Ricinocarpos trachyphyllus is a species of flowering plant in the family Euphorbiaceae and is endemic to eastern Australia. It is an monoecious or dioecious shrub with linear leaves and white flowers, arranged either singly, or with 3 male flowers, or one female flower surrounded by three male flowers.

==Description==
Ricinocarpos trachyphyllus is a monoecious or dioecious shrub that typically grows to up to a height 2 m, its young branchlets densely covered with greyish-white, star-shaped hairs. The leaves are linear, 15–45 mm long and 0.9–1.2 mm wide on a densely hairy petiole 1.0–1.5 mm long. The upper surface of the leaves is hairy at first, later glabrous and the lower surface is silky-hairy. The flowers are arranged either as a single male or female flower, with two or three female or two to six male flowers, or with a single female flower surrounded by two male flowers. Male flowers are on a slender pedicel 8–20 mm long, the sepals joined at the base and densely hairy, the sepal lobes egg-shaped, 4.5–5.5 mm long, the petals white and egg-shaped, 7–12 mm long and 4.8–5.3 mm wide. Each male flower has 30 to 50 stamens. Female flowers are on a stout, hairy pedicel 5–8 mm long, the sepal lobes 5–6 mm long and 2.8–4 mm long and the petals white, more or less elliptic, 8–9 mm long and glabrous. Flowering has been observed in March and from June to November, and the fruit is a more or less spherical capsule 8.0–8.3 mm long and 8–9 mm wide and covered with star-shaped hairs.

==Taxonomy and naming==
Ricinocarpos trachyphyllus was first formally described in 2007 by David Halford and Rodney Henderson in the journal Austrobaileya from a specimen collected near Surat by Anthony Bean. The specific epithet (trachyphyllus) means "rough-leaved".

==Distribution and habitat==
This species grows in open woodland or forest, or in mallee, mulga and spinifex, in two disjunct areas in Queensland and New South Wales. In Queensland it occurs between Charleville and Westmar and in New South Wales from near Cobar to Matakana.

- DATA UNDER STUDY -
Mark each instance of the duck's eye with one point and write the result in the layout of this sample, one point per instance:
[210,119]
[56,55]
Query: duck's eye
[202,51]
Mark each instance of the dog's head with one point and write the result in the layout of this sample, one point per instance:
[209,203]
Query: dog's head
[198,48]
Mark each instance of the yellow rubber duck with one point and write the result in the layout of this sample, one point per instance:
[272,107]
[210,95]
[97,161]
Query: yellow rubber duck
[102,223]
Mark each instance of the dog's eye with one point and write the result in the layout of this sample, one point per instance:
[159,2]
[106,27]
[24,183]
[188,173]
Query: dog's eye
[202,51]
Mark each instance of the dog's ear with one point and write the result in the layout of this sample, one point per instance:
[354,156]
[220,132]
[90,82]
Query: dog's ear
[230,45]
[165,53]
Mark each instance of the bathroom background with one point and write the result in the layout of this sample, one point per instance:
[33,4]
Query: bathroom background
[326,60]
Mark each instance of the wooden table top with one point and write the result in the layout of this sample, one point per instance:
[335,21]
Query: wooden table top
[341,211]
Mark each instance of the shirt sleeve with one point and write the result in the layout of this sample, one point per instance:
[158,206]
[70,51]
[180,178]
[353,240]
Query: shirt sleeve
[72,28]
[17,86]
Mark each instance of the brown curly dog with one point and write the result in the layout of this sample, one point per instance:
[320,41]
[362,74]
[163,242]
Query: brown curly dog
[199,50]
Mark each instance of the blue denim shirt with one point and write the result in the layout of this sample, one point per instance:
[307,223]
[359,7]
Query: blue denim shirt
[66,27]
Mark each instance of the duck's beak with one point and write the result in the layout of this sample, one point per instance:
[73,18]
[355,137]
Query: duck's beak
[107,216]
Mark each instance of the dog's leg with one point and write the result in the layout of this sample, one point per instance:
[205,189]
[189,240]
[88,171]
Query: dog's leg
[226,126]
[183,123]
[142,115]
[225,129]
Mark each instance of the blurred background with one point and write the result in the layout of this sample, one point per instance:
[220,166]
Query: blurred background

- QUESTIONS TO ANSWER -
1. In the Ricinocarpos trachyphyllus text, what does the specific epithet trachyphyllus mean?
2. Duplicate the Ricinocarpos trachyphyllus text between "Ricinocarpos trachyphyllus is a species" and "three male flowers.", inclusive.
The material above stands apart from the Ricinocarpos trachyphyllus text.

- OUTPUTS BY TASK -
1. It means "rough-leaved."

2.
Ricinocarpos trachyphyllus is a species of flowering plant in the family Euphorbiaceae and is endemic to eastern Australia. It is an monoecious or dioecious shrub with linear leaves and white flowers, arranged either singly, or with 3 male flowers, or one female flower surrounded by three male flowers.